Job 1: In the excerpt on proposer and responder offers, what is the correlation between the minimum proposers believe responders will accept and the offers they give?

Excerpt provided:
▬▬▬

The minimum proposers expect responders to accept is infrequently higher than 50%, with the most prevalent range being 31–40%, and then the equal split or a little less (41–50%). A substantial number of observations are in the lower ranges up to 30%, and even in the range 0–10% we have 13 observations. Interestingly, when asked about what other responders will do, the responders become even more extreme than the proposers in anticipating low values of acceptable offers. 58 responders think that other responders will agree to offers of 0–20% (compared to 24 proposers in that range). Earnings are most often equal or with a low inequality in favor of the proposer. Some responders get low offers and nevertheless accept, resulting in 18 observations with responders' earnings between 11 and 30%. The 30 observations with proposers' earnings between 0 and 10% are all the result of rejected offers. There are 31 responders with earnings between 0 and 10% because in addition to the 30 rejections there was one responder who received an offer of 10% and accepted it.
Some more information is provided by looking at some relevant correlations. The correlation between the minimum proposers believe that responders will accept and the offers they give them is 0.386. The correlation between the minimum responders believe that other responders will accept and the amount responders think they will be offered is 0.384.
Choices of Round Numbers
As reported in the right column of Table 1, the data have a large percentage of round choices, defined as amounts that end with 5 or 0 (since the pie to be divided is 50 Shekels, these amounts are 0, 10, 20%, … of the total pie). If choices followed a uniform distribution, then the percentage of round choices should have been around 22%9. Because the equal split (25) is a round number and is a frequent choice, it raises the percentage of round numbers, but it is only partially responsible for the right column including numbers of 82% and above, rather than numbers slightly above 20%. We think that this strong preference for round numbers has some interesting potential reasons and implications. One possible reason is that choosing non-round numbers may be perceived as small-minded, and people want to avoid feeling small-minded, or avoid being perceived as small-minded by others who observe their behavior. Another possible reason is that people find it easier to think about round numbers, and therefore choosing round numbers reduces their cognitive burden in these decisions and therefore is preferred. This behavior has implications for experimental design. For example, if adding a full range of choices for the subject rather than just a few round choices is very complicated, it may be reasonable to go with the simpler design because most subjects are likely to choose the round-number options anyway.

▬▬▬

Input data:

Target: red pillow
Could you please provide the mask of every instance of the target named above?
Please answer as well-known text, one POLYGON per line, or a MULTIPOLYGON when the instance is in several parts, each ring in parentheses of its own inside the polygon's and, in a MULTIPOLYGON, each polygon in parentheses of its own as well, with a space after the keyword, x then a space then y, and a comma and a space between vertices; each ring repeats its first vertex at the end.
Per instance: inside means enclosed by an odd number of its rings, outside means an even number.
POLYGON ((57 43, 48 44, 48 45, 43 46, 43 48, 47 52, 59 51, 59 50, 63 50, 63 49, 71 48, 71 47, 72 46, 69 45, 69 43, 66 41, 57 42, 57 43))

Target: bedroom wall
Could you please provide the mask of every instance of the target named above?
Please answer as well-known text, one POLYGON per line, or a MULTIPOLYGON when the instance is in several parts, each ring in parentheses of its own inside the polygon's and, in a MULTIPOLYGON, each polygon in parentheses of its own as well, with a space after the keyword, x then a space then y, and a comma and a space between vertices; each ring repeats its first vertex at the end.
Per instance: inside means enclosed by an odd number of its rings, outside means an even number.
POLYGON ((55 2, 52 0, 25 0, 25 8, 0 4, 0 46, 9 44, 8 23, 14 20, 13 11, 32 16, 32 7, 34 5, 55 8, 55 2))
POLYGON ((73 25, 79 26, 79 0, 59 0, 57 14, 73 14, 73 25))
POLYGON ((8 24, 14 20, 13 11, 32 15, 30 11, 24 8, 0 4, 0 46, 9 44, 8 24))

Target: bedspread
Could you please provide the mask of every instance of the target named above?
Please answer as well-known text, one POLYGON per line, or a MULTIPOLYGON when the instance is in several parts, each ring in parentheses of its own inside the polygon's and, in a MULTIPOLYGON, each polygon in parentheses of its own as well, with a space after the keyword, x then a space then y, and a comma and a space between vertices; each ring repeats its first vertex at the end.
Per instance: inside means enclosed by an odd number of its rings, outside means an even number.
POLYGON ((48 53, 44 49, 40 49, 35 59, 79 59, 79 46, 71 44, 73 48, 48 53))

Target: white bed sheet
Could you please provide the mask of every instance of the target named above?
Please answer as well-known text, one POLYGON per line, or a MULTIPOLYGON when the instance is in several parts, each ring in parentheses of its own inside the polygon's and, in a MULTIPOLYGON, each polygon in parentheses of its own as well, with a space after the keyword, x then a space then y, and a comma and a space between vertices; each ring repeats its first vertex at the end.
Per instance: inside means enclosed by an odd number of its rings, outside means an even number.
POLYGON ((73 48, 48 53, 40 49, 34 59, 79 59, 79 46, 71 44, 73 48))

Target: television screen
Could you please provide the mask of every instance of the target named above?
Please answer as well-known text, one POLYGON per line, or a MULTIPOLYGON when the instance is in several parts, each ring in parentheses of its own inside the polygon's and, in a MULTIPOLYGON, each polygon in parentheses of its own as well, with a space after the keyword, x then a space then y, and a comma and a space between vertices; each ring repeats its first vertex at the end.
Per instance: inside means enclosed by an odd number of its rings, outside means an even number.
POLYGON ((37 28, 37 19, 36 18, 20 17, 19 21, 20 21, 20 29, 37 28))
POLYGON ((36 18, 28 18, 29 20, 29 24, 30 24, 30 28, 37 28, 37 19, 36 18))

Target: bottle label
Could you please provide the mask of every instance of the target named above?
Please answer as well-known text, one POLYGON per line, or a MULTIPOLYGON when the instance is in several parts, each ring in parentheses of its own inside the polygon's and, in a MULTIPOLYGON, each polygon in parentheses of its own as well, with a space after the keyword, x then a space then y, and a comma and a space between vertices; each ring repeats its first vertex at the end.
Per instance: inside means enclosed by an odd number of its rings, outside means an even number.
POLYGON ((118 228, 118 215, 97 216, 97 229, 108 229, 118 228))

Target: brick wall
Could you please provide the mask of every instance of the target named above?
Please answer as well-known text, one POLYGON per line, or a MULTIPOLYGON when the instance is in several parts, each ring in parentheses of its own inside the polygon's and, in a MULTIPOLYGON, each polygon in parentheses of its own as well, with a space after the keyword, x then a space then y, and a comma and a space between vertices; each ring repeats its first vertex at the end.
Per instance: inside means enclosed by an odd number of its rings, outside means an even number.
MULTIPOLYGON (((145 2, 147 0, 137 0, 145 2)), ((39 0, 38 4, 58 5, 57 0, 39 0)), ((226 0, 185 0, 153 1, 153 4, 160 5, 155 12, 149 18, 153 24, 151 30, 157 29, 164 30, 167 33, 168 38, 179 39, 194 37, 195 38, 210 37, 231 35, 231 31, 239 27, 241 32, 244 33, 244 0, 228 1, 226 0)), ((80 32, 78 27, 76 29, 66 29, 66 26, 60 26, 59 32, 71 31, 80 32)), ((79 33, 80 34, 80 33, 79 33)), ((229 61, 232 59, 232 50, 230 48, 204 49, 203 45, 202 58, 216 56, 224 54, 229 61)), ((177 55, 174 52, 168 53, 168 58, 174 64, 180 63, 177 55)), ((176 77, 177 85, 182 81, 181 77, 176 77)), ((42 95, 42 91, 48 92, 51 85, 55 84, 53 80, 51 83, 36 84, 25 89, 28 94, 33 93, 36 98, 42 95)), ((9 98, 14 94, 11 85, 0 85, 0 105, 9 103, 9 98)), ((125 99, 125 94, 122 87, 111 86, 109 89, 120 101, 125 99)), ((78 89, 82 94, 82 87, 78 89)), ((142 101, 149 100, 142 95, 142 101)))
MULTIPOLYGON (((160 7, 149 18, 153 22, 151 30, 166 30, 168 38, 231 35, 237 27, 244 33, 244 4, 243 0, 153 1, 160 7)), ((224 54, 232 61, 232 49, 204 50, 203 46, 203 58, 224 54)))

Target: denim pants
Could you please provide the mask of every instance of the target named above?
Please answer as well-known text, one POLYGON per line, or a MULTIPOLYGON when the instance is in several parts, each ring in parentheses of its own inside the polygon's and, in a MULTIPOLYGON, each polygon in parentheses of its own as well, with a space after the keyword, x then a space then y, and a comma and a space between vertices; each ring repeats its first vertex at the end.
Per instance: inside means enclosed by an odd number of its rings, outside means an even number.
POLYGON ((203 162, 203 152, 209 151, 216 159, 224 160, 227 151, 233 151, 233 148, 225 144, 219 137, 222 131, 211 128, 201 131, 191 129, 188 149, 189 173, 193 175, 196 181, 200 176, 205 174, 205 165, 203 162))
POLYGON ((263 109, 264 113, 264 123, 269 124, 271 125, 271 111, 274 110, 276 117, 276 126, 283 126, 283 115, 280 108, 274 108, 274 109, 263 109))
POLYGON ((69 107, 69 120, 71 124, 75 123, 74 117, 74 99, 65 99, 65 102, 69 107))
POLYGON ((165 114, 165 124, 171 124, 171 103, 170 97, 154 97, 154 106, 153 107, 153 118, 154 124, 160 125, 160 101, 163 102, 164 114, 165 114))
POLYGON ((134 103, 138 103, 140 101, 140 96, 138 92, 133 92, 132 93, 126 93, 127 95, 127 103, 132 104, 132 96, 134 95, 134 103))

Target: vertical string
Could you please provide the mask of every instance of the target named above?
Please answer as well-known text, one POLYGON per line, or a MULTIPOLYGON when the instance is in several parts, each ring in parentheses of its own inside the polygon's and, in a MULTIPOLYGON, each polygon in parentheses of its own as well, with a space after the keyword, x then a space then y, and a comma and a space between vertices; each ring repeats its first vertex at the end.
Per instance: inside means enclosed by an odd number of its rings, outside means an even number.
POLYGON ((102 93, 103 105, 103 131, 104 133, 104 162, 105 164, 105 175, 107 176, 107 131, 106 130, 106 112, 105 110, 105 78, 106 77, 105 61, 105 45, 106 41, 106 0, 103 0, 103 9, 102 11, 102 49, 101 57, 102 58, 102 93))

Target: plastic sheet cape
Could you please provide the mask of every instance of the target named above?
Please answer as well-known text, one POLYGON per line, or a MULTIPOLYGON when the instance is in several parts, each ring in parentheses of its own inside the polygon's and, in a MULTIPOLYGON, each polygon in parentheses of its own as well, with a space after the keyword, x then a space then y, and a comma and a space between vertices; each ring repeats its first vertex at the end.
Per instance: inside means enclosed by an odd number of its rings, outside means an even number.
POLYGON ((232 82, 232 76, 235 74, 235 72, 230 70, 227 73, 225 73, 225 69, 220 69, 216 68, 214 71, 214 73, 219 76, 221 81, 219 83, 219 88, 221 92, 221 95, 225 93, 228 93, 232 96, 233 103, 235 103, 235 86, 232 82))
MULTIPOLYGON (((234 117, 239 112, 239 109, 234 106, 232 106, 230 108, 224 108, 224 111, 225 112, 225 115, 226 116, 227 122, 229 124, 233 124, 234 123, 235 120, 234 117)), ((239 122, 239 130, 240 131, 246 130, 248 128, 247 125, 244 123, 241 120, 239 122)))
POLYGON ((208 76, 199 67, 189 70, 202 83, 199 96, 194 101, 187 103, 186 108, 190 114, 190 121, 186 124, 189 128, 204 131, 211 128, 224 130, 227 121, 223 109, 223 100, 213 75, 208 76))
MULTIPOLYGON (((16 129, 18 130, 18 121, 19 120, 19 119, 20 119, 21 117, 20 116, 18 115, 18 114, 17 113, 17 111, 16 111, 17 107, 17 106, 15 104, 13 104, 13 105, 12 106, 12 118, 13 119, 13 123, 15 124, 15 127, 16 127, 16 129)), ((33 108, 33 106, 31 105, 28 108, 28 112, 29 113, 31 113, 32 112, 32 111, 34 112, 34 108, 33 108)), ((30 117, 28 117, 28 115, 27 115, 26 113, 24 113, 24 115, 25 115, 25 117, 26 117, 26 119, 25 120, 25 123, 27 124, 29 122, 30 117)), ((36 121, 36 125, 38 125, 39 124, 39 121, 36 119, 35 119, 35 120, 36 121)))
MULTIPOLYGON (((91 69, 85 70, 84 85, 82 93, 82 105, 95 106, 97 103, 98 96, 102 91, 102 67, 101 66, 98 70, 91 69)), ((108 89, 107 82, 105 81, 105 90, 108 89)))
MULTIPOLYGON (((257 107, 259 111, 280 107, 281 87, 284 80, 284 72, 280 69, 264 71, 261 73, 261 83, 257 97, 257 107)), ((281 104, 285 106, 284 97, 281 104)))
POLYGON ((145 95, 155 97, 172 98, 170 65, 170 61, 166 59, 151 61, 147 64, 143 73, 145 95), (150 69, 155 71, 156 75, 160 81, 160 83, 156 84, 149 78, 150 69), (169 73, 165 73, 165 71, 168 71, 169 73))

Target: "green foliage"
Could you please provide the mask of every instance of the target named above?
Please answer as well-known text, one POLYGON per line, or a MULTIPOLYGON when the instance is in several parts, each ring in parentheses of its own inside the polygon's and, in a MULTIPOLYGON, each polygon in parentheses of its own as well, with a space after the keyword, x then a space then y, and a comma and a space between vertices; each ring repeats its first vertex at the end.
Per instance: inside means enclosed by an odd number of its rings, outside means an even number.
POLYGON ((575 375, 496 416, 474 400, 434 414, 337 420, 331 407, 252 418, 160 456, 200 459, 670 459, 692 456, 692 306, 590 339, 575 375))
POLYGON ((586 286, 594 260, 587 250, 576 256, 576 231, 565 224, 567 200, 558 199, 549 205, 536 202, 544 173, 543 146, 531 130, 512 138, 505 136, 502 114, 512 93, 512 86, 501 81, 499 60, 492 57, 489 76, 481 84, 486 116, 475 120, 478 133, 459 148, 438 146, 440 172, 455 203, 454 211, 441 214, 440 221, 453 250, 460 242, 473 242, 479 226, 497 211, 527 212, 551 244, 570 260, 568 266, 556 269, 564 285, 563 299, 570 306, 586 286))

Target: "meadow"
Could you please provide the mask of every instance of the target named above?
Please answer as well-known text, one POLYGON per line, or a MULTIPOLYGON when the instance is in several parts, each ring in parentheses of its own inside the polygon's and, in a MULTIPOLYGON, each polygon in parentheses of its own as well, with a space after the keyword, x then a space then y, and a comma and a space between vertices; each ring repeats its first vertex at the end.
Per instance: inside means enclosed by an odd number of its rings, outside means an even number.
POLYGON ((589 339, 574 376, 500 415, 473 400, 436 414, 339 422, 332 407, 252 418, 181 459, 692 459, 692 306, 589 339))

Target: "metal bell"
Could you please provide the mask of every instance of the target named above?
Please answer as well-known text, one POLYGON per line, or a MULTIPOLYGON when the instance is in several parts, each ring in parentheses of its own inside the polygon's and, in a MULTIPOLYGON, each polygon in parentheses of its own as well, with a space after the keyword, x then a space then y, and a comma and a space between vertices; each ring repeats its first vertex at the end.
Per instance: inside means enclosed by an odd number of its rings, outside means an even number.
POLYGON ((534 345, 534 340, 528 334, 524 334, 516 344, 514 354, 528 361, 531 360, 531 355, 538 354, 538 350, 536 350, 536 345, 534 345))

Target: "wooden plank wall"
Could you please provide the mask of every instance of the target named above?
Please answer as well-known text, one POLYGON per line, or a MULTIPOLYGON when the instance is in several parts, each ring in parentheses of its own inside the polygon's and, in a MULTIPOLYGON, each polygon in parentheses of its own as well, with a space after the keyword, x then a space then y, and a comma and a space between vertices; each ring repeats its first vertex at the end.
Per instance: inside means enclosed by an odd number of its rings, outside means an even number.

▬▬▬

Job 2: Show every row above that contains the word "sheet", matching case exactly.

Correct answer 1: 0.386

Correct answer 2:
Target: white bed sheet
Target: plastic sheet cape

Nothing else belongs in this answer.